• STATED PROBLEM: Convert the lines of the entries below into a numbered list, omitting any blank lines.

• INPUT FOR THIS TASK:
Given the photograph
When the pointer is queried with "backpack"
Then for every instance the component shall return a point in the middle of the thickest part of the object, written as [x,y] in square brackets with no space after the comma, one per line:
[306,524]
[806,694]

• TASK ANSWER:
1. Given the photograph
2. When the pointer is queried with "backpack"
3. Then for every instance the component shall return a point in the middle of the thickest part of the object, written as [x,y] in square brackets with no space after the comma, one per line:
4. [306,524]
5. [806,694]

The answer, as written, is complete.